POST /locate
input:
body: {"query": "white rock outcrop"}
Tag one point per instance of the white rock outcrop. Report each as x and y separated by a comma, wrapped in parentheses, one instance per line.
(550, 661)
▬▬▬▬▬▬
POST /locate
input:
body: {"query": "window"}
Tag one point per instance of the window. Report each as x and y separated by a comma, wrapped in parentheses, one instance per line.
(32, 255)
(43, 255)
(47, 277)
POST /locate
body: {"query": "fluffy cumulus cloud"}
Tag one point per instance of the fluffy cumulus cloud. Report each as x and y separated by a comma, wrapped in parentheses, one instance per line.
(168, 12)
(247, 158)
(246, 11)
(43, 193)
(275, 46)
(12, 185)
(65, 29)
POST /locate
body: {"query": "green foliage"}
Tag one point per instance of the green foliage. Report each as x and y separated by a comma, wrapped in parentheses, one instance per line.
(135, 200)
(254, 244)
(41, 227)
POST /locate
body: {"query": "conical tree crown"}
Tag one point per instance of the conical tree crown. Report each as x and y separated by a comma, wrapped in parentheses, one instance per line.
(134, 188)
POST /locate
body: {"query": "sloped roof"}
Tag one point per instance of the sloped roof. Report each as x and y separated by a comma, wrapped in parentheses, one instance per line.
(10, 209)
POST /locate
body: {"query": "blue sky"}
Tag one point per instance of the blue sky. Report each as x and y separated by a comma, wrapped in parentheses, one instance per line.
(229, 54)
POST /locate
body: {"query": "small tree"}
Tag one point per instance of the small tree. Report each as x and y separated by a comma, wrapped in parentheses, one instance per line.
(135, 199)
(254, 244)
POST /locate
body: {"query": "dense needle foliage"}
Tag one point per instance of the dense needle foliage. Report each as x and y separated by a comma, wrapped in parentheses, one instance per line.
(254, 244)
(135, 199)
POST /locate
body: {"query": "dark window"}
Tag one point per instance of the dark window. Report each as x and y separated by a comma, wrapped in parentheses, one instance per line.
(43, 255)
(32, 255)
▬▬▬▬▬▬
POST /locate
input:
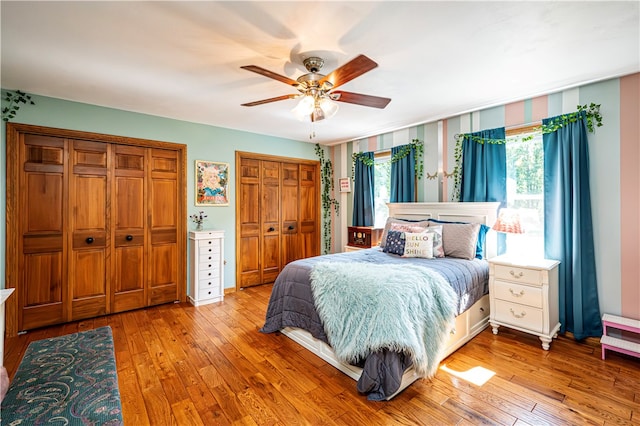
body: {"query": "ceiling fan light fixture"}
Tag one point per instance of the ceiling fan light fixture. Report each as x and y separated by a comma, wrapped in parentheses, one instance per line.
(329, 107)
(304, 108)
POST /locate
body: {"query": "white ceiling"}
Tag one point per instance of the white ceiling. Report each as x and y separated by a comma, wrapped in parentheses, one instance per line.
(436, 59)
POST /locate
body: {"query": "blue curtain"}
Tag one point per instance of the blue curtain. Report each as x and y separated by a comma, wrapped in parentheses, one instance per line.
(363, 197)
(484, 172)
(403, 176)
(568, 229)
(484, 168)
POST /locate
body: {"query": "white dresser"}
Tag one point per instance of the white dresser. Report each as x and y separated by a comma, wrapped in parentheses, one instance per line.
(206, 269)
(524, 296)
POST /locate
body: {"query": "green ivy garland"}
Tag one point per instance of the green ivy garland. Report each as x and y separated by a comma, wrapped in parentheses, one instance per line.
▬▬▬▬▬▬
WHAT IS REQUIRED —
Search the entries for the string "garland" and copy each line where it occurs.

RESULT —
body: {"query": "green ivy garland"}
Tag one point per instance of the green ivy garland. Report each as x and y separated by a comma, wrapped in parentheses, one instance per line.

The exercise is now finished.